### SUPPLIED MATERIAL

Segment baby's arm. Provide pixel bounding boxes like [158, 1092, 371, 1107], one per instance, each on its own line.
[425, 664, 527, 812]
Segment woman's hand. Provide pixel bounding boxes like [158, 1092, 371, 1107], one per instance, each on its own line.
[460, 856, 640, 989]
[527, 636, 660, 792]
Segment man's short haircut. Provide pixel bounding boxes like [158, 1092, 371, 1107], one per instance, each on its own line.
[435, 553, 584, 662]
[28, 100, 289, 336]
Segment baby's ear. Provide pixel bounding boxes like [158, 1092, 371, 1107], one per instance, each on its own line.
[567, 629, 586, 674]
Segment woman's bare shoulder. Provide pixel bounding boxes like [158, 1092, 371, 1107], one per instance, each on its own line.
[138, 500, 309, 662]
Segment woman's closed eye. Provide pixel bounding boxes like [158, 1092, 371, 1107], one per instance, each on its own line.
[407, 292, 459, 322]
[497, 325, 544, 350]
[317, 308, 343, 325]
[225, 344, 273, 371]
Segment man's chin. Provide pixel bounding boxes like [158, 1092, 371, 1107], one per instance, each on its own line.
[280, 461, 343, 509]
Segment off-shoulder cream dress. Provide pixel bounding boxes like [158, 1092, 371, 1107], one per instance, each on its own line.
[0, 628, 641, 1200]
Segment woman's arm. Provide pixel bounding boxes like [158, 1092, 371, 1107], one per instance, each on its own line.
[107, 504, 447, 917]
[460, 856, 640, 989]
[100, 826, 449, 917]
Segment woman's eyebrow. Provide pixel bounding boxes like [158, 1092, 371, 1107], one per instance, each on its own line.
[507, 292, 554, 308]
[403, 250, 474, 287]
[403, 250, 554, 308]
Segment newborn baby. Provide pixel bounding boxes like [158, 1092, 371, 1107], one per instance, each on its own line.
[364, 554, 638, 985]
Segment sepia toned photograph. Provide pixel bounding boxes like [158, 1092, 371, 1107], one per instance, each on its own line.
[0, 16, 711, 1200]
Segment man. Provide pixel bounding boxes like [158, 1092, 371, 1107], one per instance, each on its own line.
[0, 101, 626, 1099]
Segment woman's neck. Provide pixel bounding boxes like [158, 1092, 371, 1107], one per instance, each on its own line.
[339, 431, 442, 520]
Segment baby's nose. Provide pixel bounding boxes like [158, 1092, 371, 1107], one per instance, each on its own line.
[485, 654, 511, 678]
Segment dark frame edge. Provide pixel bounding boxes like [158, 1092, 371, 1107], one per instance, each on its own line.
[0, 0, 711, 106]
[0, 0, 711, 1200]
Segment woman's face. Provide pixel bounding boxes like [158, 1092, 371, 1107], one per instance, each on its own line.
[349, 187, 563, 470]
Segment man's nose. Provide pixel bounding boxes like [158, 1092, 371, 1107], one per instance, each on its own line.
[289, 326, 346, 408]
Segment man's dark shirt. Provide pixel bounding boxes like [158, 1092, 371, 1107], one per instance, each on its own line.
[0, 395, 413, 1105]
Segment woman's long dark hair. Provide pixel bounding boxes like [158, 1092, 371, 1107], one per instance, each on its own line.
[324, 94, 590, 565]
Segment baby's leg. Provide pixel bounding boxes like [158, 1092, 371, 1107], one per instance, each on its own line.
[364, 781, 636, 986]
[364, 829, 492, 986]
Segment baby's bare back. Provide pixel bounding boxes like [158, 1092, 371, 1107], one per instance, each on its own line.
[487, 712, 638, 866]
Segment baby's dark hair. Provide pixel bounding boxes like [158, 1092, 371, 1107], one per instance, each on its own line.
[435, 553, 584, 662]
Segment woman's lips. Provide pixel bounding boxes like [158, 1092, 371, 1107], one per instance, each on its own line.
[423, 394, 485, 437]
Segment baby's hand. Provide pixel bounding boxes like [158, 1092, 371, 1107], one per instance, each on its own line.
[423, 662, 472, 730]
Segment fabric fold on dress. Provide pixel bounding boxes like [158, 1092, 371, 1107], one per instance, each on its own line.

### PROBLEM
Copy the listing above word for word, from its first line to its last, keeping every line in its original order.

### SOLUTION
Segment baby's arm. Provide pixel bounding boxes like [158, 1092, 371, 1107], one per instance, each on its own line.
[425, 664, 527, 812]
Segment woman's hand. Provide pixel bounding boxes like [158, 1092, 371, 1107], one per instance, each on its own line.
[460, 856, 640, 989]
[527, 636, 660, 792]
Segment man's short haircut. Provide pixel bounding boxes like [158, 1092, 371, 1107], one per instance, each on its own line.
[435, 553, 584, 662]
[28, 100, 289, 336]
Segment baby's ear. Provide pixel bounding boxes like [158, 1092, 371, 1107], one per instance, each on its own line.
[567, 629, 586, 674]
Segment woman's bare shoulder. Provide pixel bounding boxes like [158, 1092, 371, 1107], one per instance, each on its own line.
[138, 500, 309, 662]
Segment woman's closed eye. Provide pixel bounding boxes like [158, 1092, 371, 1107], one per instance, each on its own line.
[407, 292, 459, 322]
[497, 325, 544, 350]
[317, 308, 343, 325]
[225, 344, 273, 371]
Segment man's chin. Provide pixel bounding boxes like [158, 1092, 371, 1107], one per instance, each on its own line.
[280, 461, 343, 509]
Segment off-shoulder cream dress. Provide pixel bounding boxes like [158, 1092, 371, 1107], one per instance, each on its own line.
[0, 628, 641, 1200]
Segment woman's arm. Provide pixel bounding boxes like [158, 1092, 371, 1107], one per instance, each on its own line.
[107, 504, 447, 917]
[460, 856, 640, 989]
[100, 826, 449, 917]
Segment woman's eyebrow. Provide pixel bounding boxes like [158, 1092, 371, 1107], one per instance, each on its own line.
[507, 292, 554, 308]
[403, 250, 474, 287]
[403, 250, 554, 308]
Segment newborn baby. Provide pixel bounding boxes like [158, 1092, 371, 1107], one per instance, each on its own line.
[364, 554, 638, 985]
Segment sepia toned photograph. Provide pixel bounding boxes like [158, 1092, 371, 1107], one per instance, each on its own line.
[0, 16, 711, 1200]
Segment man. Provide pixel bounding boxes like [158, 1092, 371, 1107], one per instance, each on its own line.
[0, 101, 626, 1099]
Segment woman's neck. Provide pixel bounding boxes like [158, 1092, 371, 1107], one per instance, each on its own line.
[339, 431, 442, 520]
Segment baby's nose. Provide pixel bounding boxes like [158, 1092, 371, 1107], one per instance, each on its own line.
[485, 654, 511, 678]
Segment dark frame edge. Provide pixel bounding boxes like [158, 1092, 371, 1107], one per instance, each on its own line.
[0, 0, 711, 106]
[0, 0, 711, 1200]
Segment woman's face. Provide pixel bounding boxes like [158, 1092, 371, 1107], one per instance, each on its own line.
[349, 187, 563, 470]
Segment man's nose. Provide pixel bounding boxes like [158, 1092, 371, 1107], one per instance, each on its own line.
[289, 326, 346, 408]
Segment man's dark shirt. Provide pixel bounding boxes like [158, 1092, 371, 1107], one per instance, each on its own line.
[0, 395, 413, 1105]
Segment woman's long dark hair. Provide pixel bounding boxes like [158, 1092, 371, 1107], one per instance, each on its own line.
[324, 94, 590, 565]
Segment baby's leg. Provide pixel bounding boxes like [158, 1092, 371, 1107], one per instance, each on its own line.
[364, 781, 636, 986]
[364, 829, 492, 986]
Segment baby's bare back. Provide pixel bounding boxes like [158, 1092, 371, 1107], one per instance, each on its own line.
[487, 712, 638, 866]
Segment baby's dark hair. Provide pixel bounding boxes like [158, 1092, 371, 1107], one per instance, each on its own line.
[435, 553, 584, 662]
Segment woman's lips. Provide pixel bounding boxes like [158, 1092, 371, 1107], one per instance, each on its own line.
[423, 394, 485, 437]
Segment baby's hand. Provide pixel bounding boxes like [158, 1092, 371, 1107], one per instance, each on its own line.
[423, 662, 472, 730]
Segment fabric fold on dress. Provide pixel bounding boxes like [158, 1092, 371, 1107], one per instance, each on its own line.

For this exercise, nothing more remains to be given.